• **EXERCISE DIRECTIONS**
The result should be a faithful copy of every entry below, with the pictures left out.

• **EXERCISE INPUT**
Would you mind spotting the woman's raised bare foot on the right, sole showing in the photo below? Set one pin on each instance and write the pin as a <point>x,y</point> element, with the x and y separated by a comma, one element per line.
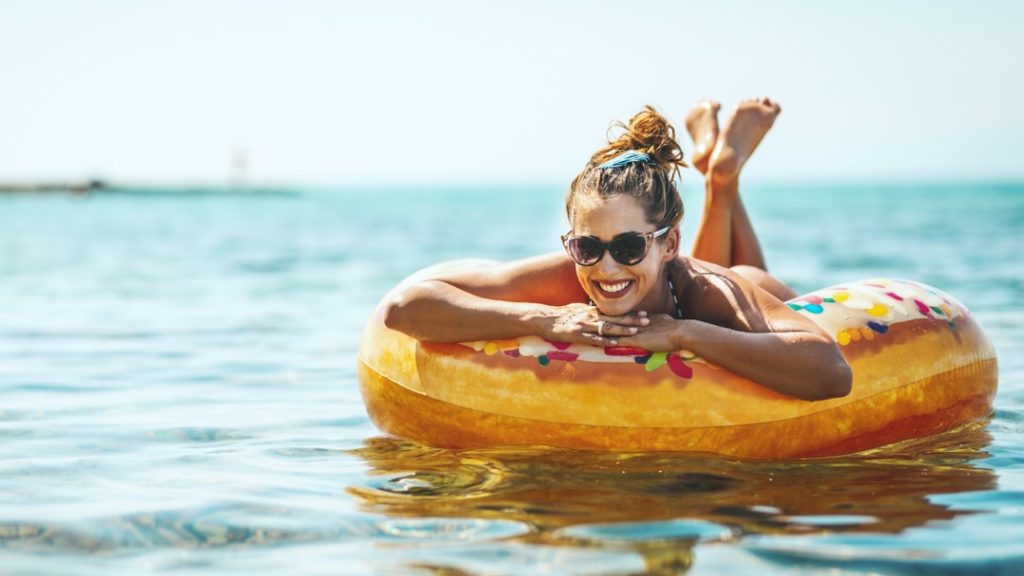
<point>749,124</point>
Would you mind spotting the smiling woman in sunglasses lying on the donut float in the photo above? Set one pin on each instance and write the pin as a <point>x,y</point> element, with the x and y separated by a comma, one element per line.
<point>622,280</point>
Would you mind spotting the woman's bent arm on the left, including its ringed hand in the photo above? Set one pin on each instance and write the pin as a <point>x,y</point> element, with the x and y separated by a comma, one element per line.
<point>535,297</point>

• **WRITTEN ANSWER**
Would you mind spotting the woman's raised bare foot on the right, sole showing in the photo below? Set one pin on each instance and write the pin as a <point>x,y</point> element, with the x and y separated by a comma, one element per line.
<point>749,124</point>
Would you mind spotting the smiling woman in sunglasses lying on the donut float in the photo above? Set one pin on each instance and write the pin as a <point>x,y</point> element, with the x and y separated by a comma, one element per line.
<point>622,280</point>
Would you mind spotting the woman's bent arm on the left, including its ringed hand in the photo above? Set one pin on each instance and write the pin as a <point>x,y</point> element, with the x and y separated by a comma, one element per line.
<point>535,297</point>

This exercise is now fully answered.